TASK DIRECTIONS:
Copy nothing before the line containing "positive clicks: (507, 96)". Reproduce that line and all that follow, exactly, through the end of the records.

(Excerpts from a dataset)
======

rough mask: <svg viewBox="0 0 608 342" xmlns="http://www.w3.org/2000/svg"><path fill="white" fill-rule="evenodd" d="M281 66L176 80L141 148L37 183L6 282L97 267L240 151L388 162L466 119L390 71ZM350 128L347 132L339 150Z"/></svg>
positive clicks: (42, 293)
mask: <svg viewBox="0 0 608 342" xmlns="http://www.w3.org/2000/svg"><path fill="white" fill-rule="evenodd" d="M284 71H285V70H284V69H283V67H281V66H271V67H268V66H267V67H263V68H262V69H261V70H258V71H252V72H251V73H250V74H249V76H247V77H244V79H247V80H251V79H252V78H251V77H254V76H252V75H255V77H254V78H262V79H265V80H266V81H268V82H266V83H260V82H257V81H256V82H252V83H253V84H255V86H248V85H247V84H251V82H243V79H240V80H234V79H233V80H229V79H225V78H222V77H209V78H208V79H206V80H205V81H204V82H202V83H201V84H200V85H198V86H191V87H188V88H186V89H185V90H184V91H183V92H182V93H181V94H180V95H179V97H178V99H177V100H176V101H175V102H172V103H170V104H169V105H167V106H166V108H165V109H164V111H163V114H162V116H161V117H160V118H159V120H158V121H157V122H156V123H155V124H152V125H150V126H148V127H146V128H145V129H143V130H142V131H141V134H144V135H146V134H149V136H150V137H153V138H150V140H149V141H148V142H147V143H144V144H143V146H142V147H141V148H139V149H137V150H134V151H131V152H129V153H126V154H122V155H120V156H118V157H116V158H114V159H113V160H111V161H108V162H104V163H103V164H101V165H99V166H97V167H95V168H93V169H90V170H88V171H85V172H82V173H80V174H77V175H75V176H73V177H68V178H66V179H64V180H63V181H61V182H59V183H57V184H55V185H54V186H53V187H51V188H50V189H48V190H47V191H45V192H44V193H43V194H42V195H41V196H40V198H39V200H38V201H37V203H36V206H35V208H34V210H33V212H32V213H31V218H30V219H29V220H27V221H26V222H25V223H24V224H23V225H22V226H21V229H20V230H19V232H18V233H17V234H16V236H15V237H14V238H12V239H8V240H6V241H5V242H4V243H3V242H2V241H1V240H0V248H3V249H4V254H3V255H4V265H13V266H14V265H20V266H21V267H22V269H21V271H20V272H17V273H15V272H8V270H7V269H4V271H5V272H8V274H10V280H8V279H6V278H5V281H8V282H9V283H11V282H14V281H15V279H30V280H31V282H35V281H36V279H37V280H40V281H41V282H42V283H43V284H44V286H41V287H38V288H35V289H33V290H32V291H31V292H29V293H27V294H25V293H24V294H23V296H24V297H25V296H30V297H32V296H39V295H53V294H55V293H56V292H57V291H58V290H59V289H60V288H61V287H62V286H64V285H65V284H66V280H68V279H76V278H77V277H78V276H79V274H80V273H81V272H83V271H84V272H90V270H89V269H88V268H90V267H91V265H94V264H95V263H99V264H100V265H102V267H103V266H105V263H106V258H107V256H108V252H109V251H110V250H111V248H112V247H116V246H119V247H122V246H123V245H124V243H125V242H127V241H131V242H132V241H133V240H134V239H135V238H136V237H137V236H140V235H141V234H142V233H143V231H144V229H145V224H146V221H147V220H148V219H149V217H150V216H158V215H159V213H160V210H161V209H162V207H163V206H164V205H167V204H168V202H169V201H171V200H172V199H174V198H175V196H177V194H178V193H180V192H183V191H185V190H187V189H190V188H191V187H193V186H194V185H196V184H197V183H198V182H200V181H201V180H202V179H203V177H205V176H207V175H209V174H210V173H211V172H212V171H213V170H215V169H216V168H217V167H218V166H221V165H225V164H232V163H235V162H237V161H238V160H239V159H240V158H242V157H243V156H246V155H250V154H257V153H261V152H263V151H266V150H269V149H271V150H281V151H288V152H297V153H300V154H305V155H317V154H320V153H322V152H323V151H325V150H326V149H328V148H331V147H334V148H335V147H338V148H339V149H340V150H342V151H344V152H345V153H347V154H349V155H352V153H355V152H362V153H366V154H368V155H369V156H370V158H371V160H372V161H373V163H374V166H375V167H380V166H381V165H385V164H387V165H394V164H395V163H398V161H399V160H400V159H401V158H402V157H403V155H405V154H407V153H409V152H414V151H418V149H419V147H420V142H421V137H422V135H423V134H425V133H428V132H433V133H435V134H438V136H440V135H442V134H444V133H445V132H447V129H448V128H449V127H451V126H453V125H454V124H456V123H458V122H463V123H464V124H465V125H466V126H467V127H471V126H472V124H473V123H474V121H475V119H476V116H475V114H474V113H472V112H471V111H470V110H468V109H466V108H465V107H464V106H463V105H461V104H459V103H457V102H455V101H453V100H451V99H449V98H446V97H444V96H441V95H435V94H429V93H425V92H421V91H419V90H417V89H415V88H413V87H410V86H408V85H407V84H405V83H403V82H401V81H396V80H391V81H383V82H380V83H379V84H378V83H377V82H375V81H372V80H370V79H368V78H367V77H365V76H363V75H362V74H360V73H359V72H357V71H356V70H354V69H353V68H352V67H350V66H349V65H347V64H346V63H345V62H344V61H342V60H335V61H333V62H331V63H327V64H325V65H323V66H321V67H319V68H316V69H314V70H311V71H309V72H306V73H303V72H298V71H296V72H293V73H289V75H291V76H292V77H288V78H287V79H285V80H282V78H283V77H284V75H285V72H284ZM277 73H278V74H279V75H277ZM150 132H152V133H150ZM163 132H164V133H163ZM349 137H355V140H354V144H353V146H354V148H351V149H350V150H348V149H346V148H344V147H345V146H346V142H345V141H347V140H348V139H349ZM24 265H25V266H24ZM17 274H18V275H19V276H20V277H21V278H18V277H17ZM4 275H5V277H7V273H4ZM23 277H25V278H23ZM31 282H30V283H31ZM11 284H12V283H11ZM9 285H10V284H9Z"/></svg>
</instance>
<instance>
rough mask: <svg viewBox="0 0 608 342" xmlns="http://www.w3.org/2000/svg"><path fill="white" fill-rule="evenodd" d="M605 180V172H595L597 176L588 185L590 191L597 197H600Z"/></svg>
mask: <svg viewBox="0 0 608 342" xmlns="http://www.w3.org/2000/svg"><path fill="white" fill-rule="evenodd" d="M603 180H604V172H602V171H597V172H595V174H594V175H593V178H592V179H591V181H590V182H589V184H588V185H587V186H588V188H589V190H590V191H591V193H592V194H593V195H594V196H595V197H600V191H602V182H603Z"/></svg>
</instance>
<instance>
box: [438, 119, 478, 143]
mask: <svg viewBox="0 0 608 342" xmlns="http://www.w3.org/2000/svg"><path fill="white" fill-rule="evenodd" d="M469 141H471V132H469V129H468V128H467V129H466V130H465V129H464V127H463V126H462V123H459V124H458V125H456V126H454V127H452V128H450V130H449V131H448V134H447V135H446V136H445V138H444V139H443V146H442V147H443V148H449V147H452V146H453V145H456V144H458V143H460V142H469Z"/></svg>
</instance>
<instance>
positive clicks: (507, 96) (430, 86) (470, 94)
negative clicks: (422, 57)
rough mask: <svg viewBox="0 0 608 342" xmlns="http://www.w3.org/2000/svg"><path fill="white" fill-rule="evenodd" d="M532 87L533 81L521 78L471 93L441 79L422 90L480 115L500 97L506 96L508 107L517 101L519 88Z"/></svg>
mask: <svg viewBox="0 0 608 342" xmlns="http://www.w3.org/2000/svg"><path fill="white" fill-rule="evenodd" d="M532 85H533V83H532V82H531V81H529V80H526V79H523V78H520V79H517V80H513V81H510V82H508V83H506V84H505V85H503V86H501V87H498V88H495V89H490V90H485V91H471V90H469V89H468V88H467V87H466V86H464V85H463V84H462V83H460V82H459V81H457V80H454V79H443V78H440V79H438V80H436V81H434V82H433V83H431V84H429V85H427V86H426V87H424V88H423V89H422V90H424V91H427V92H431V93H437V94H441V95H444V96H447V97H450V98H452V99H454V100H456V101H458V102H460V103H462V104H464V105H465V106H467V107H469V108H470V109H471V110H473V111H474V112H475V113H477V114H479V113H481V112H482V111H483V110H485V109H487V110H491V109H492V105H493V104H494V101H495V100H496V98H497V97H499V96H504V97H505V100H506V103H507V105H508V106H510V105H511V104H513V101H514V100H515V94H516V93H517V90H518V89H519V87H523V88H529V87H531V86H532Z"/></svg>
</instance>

======

ANSWER:
positive clicks: (507, 96) (430, 86) (470, 94)
negative clicks: (422, 57)
rough mask: <svg viewBox="0 0 608 342" xmlns="http://www.w3.org/2000/svg"><path fill="white" fill-rule="evenodd" d="M532 87L533 81L521 78L471 93L441 79L422 90L480 115L500 97L506 96L508 107L517 101L519 88Z"/></svg>
mask: <svg viewBox="0 0 608 342" xmlns="http://www.w3.org/2000/svg"><path fill="white" fill-rule="evenodd" d="M532 85H533V83H532V82H531V81H529V80H526V79H523V78H520V79H517V80H513V81H510V82H508V83H506V84H505V85H503V86H501V87H498V88H495V89H490V90H485V91H471V90H469V89H468V88H467V87H466V86H464V85H463V84H462V83H460V82H459V81H457V80H454V79H443V78H440V79H438V80H436V81H434V82H433V83H431V84H429V85H427V86H426V87H424V88H423V89H422V90H424V91H427V92H431V93H437V94H441V95H444V96H447V97H450V98H452V99H454V100H456V101H458V102H460V103H462V104H464V105H465V106H467V107H469V108H470V109H471V110H473V111H474V112H475V113H477V114H479V113H481V112H482V111H483V110H485V109H487V110H491V109H492V105H493V104H494V101H495V100H496V98H497V97H499V96H504V97H505V100H506V103H507V105H508V106H510V105H511V104H513V101H514V100H515V94H516V93H517V90H518V89H519V87H523V88H529V87H531V86H532Z"/></svg>
</instance>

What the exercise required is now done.